> [Instructions to follow]
Update the material below, replacing every occurrence of "in this picture" with "in this image" and leaving everything else unchanged.

> [Information shown]
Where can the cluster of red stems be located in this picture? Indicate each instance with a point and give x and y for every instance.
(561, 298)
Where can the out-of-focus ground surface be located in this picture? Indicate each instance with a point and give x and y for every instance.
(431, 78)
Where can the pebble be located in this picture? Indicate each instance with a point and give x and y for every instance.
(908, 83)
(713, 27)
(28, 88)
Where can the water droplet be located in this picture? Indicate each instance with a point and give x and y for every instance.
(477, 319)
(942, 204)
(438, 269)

> [Solution for this exercise]
Where can the cluster of red stems be located in this image? Indicate each instance with a point and give x and y for every instance.
(561, 298)
Where can the out-of-focus ground surface be located in this image? Indicate each instance with a point and give x and y for every instance.
(431, 78)
Where can the pebble be located in this image? Indicate each instance with a point and give x and y for every instance.
(908, 83)
(713, 27)
(28, 88)
Where can the water droplet be located in this image? Indicate each instance with a point and give x and y for every instance.
(477, 319)
(942, 204)
(438, 269)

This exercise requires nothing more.